> **TASK PROMPT**
Below are some records; return all of them exactly as they are.

> **Dataset records**
==========

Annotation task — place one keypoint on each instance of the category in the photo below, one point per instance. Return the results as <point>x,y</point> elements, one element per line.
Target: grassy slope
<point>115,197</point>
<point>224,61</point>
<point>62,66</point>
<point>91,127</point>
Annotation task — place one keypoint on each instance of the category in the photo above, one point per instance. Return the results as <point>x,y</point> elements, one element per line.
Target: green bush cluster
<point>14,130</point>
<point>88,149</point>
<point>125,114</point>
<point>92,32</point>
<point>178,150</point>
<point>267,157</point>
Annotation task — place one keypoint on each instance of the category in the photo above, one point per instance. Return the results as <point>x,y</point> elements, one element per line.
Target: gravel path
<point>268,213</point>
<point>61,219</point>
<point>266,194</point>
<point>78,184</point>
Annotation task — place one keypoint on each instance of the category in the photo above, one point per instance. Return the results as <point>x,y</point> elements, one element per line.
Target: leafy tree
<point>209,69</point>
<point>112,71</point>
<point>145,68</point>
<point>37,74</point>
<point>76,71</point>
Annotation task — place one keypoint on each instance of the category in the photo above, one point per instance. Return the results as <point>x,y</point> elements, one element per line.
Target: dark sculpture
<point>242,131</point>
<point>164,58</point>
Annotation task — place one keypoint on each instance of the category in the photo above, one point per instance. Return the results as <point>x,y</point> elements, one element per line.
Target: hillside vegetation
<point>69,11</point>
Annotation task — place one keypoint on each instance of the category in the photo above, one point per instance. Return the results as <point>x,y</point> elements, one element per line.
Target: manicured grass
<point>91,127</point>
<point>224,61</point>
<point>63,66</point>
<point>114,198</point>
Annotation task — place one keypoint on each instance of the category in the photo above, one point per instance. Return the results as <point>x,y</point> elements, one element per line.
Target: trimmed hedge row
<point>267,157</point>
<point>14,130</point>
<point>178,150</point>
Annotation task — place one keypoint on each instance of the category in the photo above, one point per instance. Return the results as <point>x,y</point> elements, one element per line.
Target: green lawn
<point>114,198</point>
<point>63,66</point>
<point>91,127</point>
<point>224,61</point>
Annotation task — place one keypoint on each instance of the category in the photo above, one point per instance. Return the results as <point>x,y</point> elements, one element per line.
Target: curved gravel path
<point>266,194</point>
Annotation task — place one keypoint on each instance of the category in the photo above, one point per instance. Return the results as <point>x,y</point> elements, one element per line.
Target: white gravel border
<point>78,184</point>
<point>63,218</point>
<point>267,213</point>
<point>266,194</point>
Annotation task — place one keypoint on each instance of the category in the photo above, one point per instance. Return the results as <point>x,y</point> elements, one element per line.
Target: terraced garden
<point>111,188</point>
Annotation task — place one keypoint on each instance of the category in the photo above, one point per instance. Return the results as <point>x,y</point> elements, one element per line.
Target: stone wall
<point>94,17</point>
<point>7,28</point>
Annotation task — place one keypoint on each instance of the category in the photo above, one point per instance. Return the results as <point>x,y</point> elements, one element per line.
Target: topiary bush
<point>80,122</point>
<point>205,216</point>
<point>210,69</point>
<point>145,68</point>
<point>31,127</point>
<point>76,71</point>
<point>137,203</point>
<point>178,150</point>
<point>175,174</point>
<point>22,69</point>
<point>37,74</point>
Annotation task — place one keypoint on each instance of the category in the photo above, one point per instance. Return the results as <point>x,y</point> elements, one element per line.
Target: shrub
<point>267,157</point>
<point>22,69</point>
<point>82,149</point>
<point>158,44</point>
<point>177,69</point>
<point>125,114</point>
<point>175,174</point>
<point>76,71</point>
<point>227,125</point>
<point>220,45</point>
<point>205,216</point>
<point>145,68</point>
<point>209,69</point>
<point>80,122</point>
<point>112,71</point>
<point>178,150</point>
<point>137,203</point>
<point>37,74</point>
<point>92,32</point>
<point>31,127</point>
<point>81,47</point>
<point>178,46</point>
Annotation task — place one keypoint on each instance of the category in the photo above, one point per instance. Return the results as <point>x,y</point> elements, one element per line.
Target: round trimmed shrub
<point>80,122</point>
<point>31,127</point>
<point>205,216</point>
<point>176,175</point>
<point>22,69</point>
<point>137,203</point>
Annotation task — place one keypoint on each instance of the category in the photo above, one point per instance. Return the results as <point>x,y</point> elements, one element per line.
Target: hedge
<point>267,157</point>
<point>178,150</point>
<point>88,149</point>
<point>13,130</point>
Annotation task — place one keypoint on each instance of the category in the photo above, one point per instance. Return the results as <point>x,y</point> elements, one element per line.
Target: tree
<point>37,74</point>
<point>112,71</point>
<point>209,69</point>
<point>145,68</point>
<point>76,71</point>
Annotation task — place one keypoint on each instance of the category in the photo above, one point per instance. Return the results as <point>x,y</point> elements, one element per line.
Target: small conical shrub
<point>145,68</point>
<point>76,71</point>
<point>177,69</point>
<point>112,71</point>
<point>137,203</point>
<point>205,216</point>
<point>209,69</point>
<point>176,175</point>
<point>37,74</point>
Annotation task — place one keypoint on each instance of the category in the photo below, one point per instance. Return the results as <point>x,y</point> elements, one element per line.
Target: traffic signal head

==========

> **SOLUTION TO THE PROBLEM**
Annotation task — place one keypoint on each instance of the category in the photo below, one point per instance. Return the results as <point>x,y</point> elements, one element per line.
Target: grassy slope
<point>115,197</point>
<point>224,61</point>
<point>62,66</point>
<point>91,127</point>
Annotation task — place one keypoint on each instance of the category in the photo above, one point per instance. Return the results as <point>x,y</point> elements, one element per line.
Target: green bush cluster
<point>14,130</point>
<point>88,149</point>
<point>125,114</point>
<point>92,32</point>
<point>178,150</point>
<point>267,157</point>
Annotation task — place one keypoint on each instance of the category in the photo above, one point per instance. Return the results as <point>x,y</point> elements, one element per line.
Target: gravel path
<point>268,213</point>
<point>61,219</point>
<point>266,194</point>
<point>78,184</point>
Annotation task — place one keypoint on each instance of the category in the photo above, one point per instance. Return the results as <point>x,y</point> elements, one element per line.
Target: leafy tree
<point>209,69</point>
<point>112,71</point>
<point>145,68</point>
<point>37,74</point>
<point>76,71</point>
Annotation task — place one keypoint on each instance of the category in the photo above, one point per instance. Return the results as <point>x,y</point> elements, one element per line.
Target: dark sculpture
<point>242,131</point>
<point>164,58</point>
Annotation task — place one keypoint on each instance of the category in the photo above, one point per instance. Return the results as <point>x,y</point> elements, one element per line.
Target: hillside vegetation
<point>69,11</point>
Annotation task — place one keypoint on each instance of the category in the photo above, one point per instance. Return the results as <point>x,y</point> elements, one element per line.
Target: manicured grass
<point>91,127</point>
<point>224,61</point>
<point>63,66</point>
<point>114,198</point>
Annotation task — place one keypoint on each instance of the category in the photo above, one point per instance. Return the results as <point>x,y</point> elements, one element per line.
Target: trimmed hedge row
<point>267,157</point>
<point>14,130</point>
<point>178,150</point>
Annotation task — place one keypoint on each instance of the category in the photo above, one point per instance. Return the results as <point>x,y</point> elements, one element per line.
Target: green lawn
<point>114,198</point>
<point>63,66</point>
<point>91,127</point>
<point>224,61</point>
Annotation task — place one keypoint on each instance of the category in the photo above, one point per instance. Return the results as <point>x,y</point> elements, one element per line.
Target: curved gravel path
<point>266,194</point>
Annotation task — place one keypoint on each instance of the category in the photo above, one point per instance. Return the results as <point>x,y</point> elements, one element per line.
Target: white gravel border
<point>78,184</point>
<point>63,218</point>
<point>267,213</point>
<point>266,194</point>
Annotation task — place one keypoint on each instance of the category in the photo above, one point per instance. Return the results as <point>x,y</point> elements, one element per line.
Target: terraced garden
<point>111,188</point>
Annotation task — place one keypoint on each instance of the category in the photo above, one point per instance. Return the results as <point>x,y</point> elements, one element per line.
Target: stone wall
<point>94,17</point>
<point>7,28</point>
Annotation task — place one keypoint on each instance of the category in the photo above, one point per instance. Return the results as <point>x,y</point> elements, one element per line.
Target: topiary bush
<point>80,122</point>
<point>205,216</point>
<point>210,69</point>
<point>145,68</point>
<point>31,127</point>
<point>76,71</point>
<point>137,203</point>
<point>178,150</point>
<point>175,174</point>
<point>22,69</point>
<point>37,74</point>
Annotation task — place one keypoint on each instance of the category in the photo above, one point per instance. Return the results as <point>x,y</point> elements, one element per line.
Target: shrub
<point>267,157</point>
<point>22,69</point>
<point>82,149</point>
<point>158,44</point>
<point>177,69</point>
<point>125,114</point>
<point>175,174</point>
<point>76,71</point>
<point>227,125</point>
<point>220,45</point>
<point>205,216</point>
<point>145,68</point>
<point>209,69</point>
<point>80,122</point>
<point>112,71</point>
<point>178,150</point>
<point>137,203</point>
<point>37,74</point>
<point>92,32</point>
<point>31,127</point>
<point>81,47</point>
<point>178,46</point>
Annotation task — place one keypoint on each instance of the category in the photo above, one point per instance. Return the results as <point>x,y</point> elements, one element per line.
Target: round trimmed shrub
<point>80,122</point>
<point>31,127</point>
<point>205,216</point>
<point>176,175</point>
<point>22,69</point>
<point>137,203</point>
Annotation task — place one keypoint on each instance of the category in the photo above, one point per instance. Return the results as <point>x,y</point> elements, one element per line.
Target: hedge
<point>267,157</point>
<point>178,150</point>
<point>88,149</point>
<point>13,130</point>
Annotation task — place one keypoint on each instance of the category in the photo above, one point per instance. Return the results as <point>x,y</point> elements, one element per line.
Target: tree
<point>37,74</point>
<point>112,71</point>
<point>209,69</point>
<point>145,68</point>
<point>76,71</point>
Annotation task — place one keypoint on each instance of the category in the photo above, one point per instance. Return the results as <point>x,y</point> elements, one element per line.
Target: small conical shrub
<point>145,68</point>
<point>76,71</point>
<point>177,69</point>
<point>112,71</point>
<point>137,203</point>
<point>205,216</point>
<point>209,69</point>
<point>176,175</point>
<point>37,74</point>
Annotation task — place one keypoint on each instance of the category in the photo below, one point per instance. Return the results as <point>x,y</point> elements, one element per line.
Target: traffic signal head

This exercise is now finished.